*Texte fourni*:
# # # # # # #

SECTION 1 : L'ABSENCE DE CONTRAINTE DANS LE MODE DE PRODUCTION DES PREUVES.

La production des preuves est l'opération matérielle par laquelle sont apportés au juge des éléments probatoires de la commission d'une infraction et de son imputation à celui qu'on soupçonne d'en être l'auteur15(*). Dans le contexte général de la procédure ayant cours au TPIR, cette opération devrait en principe avoir uniquement lieu lors de l'audience au fond. Elle doit appartenir aux parties car, conformément au droit de la common law, ce sont elles qui rapportent les éléments de preuve en vue de la démonstration contradictoire des faits (Paragraphe 2).

Seulement, dans le système du TPIR, la production des preuves en dehors de l'audience, se fait également à la phase préalable du procès et est confiée à l'organe de poursuite, le procureur, censé être une partie au procès. Il apparaît donc clairement que des obligations probatoires incombent à chaque acteur aux différentes phases du procès pénal, d'où les prérogatives spécifiques pour l'organe de poursuite (Paragraphe 1).

# # # # # # #

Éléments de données

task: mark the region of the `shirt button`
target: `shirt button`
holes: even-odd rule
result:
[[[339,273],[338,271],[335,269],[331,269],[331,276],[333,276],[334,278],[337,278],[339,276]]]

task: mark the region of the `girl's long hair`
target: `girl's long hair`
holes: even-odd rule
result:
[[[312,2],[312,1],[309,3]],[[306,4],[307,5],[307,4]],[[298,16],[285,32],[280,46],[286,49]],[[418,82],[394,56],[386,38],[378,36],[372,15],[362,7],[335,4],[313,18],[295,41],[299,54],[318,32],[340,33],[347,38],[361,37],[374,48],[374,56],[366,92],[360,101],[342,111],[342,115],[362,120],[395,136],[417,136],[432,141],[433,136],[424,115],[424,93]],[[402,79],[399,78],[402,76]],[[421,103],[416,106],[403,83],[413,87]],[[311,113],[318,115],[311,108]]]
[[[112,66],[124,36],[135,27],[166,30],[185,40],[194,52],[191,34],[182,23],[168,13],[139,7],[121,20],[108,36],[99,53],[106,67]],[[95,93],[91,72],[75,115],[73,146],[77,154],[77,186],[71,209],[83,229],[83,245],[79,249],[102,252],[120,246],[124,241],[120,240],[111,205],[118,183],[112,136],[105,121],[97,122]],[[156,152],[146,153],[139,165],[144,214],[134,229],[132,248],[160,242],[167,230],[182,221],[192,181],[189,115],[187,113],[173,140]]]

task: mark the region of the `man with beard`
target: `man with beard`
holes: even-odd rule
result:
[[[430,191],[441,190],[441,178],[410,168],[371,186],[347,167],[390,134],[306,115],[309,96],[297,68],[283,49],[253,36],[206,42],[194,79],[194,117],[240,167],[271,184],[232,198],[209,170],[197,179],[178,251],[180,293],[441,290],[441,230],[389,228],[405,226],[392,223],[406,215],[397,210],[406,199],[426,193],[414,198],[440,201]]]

# # # # # # #

*Consigne écrite A*:
D'après le texte sur la production des preuves au TPIR, à quel organe revient la production des preuves pendant la phase préalable du procès ?
*Consigne écrite B*:
Rédigez la suite du texte sur la production des preuves au TPIR, à partir de sa dernière phrase.

*Corrigé A*:
Elle revient à l'organe de poursuite, le procureur.

*Corrigé B*:
PARAGRAPHE 1 : LES PREROGATIVES SPECIFIQUES DU PROCUREUR

Elles sont liées à sa fonction d'organe de poursuite et concernent la production des preuves. Elles consistent en l'instruction du dossier (A) au moyen de laquelle le procureur rassemble les preuves nécessaires à la mise en accusation (B) des personnes soupçonnées d'avoir commis des infractions relevant de la compétence du Tribunal.

A- L'instruction

L'instruction est la phase de l'instance pénale qui permet d'établir l'existence d'une infraction et de déterminer si les charges relevées contre la personne poursuivie sont suffisantes pour emporter un jugement16(*). Cette obligation d'établir que des crimes ont été commis incombe à l'organe de poursuite du Tribunal, le procureur.

Conformément aux articles 15 §1 et 17 §1 du Statut du TPIR, le procureur est responsable de l'instruction des dossiers et de l'exercice de la poursuite. Il peut ouvrir une information d'office sur la foi de renseignements obtenus de toute source y compris des agences de l'ONU, des gouvernements ou d'organisations gouvernementales ou non gouvernementales. Ce qui n'exclut pas a priori les communications de particuliers qui ne disposent pas de mécanismes de partie civile. Il doit, à la fois, instruire le dossier, c'est-à-dire réunir les preuves, et se prononcer sur l'opportunité des poursuites.

Cette façon de procéder révèle qu'il n'y a pas, comme en droit français, une séparation des fonctions en matière d'organisation de la poursuite. Il n'existe pas, d'une part, un parquet chargé des poursuites et d'autre part, un juge d'instruction chargé de mener des investigations sur l'existence de l'infraction et les preuves de son imputabilité à la personne poursuivie. En l'espèce, l'enquête préliminaire et l'instruction sont donc confondues entre les mains du seul procureur.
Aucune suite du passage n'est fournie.